> _REQUIRED TASK_
Turn the listing below into a Markdown table with the columns "Row" and "Line", numbering each line in order and omitting blank lines.

[Pointing records]
++++++++
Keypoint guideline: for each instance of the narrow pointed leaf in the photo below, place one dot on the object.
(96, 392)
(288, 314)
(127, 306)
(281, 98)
++++++++
> _WRITTEN RESPONSE_
| Row | Line |
|---|---|
| 1 | Keypoint guideline: for each instance of the narrow pointed leaf in the photo below, place one dot on the object. |
| 2 | (96, 392) |
| 3 | (288, 314) |
| 4 | (127, 306) |
| 5 | (281, 98) |